*AUFGABENSTELLUNG*. Welche vier primären Qualitätsdimensionen schlagen Dagger, Sweeney und Johnson (2007) laut dem folgenden Seitenauszug zur Qualitätssicherung vor?

*SEITENAUSZUG*.
Obwohl der Qualität von schulpsychologischen Beratungsprozessen damit eine wichtige Rolle zukommt, wird die Thematik nur sehr begrenzt in der schulpsychologischen Fachliteratur diskutiert. Daher sei im Folgenden der Blick in verwandte Berufsbranchen wie das Gesundheits- und Bildungswesen gerichtet, um zunächst ein Verständnis über grundlegende Begriffe, Dimensionen und Modelle der Qualitätssicherung zu erreichen.
6.1.1 Begrifflichkeiten der Qualitätssicherung
Legt man die ISO 9000 ff. zugrunde, meint Qualität immer das, was den Anforderungen entspricht. Qualitätssicherung bezeichnet aus Sicht der Weltgesundheitsorganisation »Aktivitäten, die darauf abzielen, die Qualität der Leistungen in einem abgegrenzten Bereich oder Sektor sicherzustellen« (WHO, 2003, S. 59). Ergänzend hierzu schlagen Gaebel et al. (2015) den Begriff Qualitätsmanagement als übergeordnete Kategorie vor, die sowohl die Qualitätssicherung einschließt als auch den Aspekt der Planung durch die Festlegung von Qualitätsstandards anspricht. Darüber hinaus gehört die Qualitätsmessung in Verbindung mit dem Begriff der Evaluation ebenfalls zum Qualitätsmanagement und dient als Basis der Qualitätsentwicklung. Abbildung 6.1 veranschaulicht die Relation dieser Begriffe zueinander (
Abb. 6.1). Übertragen auf beratungspsychologische Tätigkeiten muss sich die zu sichernde Qualität auf »das zweckmäßige Erreichen einer Übereinstimmung mit den vorher festgelegten Zielen« beziehen (Nußbeck, 2010, S. 136).
Abb. 6.1: Begrifflichkeiten der Qualitätssicherung
6.1.2 Dimensionen der Qualität
Qualitätssicherung lässt sich grundsätzlich als ein multidimensionales Konstrukt beschreiben, das verschiedene Bereiche einer Organisation umfasst (Hensen, 2019). So schlagen Dagger, Sweeney und Johnson (2007) basierend auf den Daten einer quantitativen und qualitativen Befragung von Leistungsnutzerinnen und -nutzern verschiedener gesundheitlicher Pflegedienste vier primäre Qualitätsdimensionen vor:
• Interpersonelle Qualität: Einstellung, Verhalten, Kommunikation und Verhältnis zwischen Leistungsanbietenden und -nutzenden
• Fachliche Qualität: fachliche Kompetenz, Wissen und Qualifikationen der Leistungsanbietenden und Ergebnisse, die durch die Leistung erreicht werden
• Umfeldbedingte Qualität: Atmosphäre und physisches Umfeld, in dem die Leistung erbracht wird
• Administrative Qualität: zeitnahe Ausführung der Leistung, Koordination mit anderen Leistungsanbietenden, zusätzliche Unterstützung
Diese Dimensionen tragen zu einer übergeordneten Leistungsqualität bei, die der subjektiven Wahrnehmung der Leistungsnutzerinnen und -nutzer entspricht. Diese ist wiederum mit der Leistungszufriedenheit und den darauffolgenden Intentionen der Nutzerinnen und Nutzer assoziiert, ihr Gesundheitsverhalten zu verändern (Dagger et al., 2007).

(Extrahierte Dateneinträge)
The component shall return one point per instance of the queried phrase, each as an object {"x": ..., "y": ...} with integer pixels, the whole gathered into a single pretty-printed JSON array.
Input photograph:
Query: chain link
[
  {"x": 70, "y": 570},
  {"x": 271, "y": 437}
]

*AUSGABE*. Interpersonelle, fachliche, umfeldbedingte und administrative Qualität.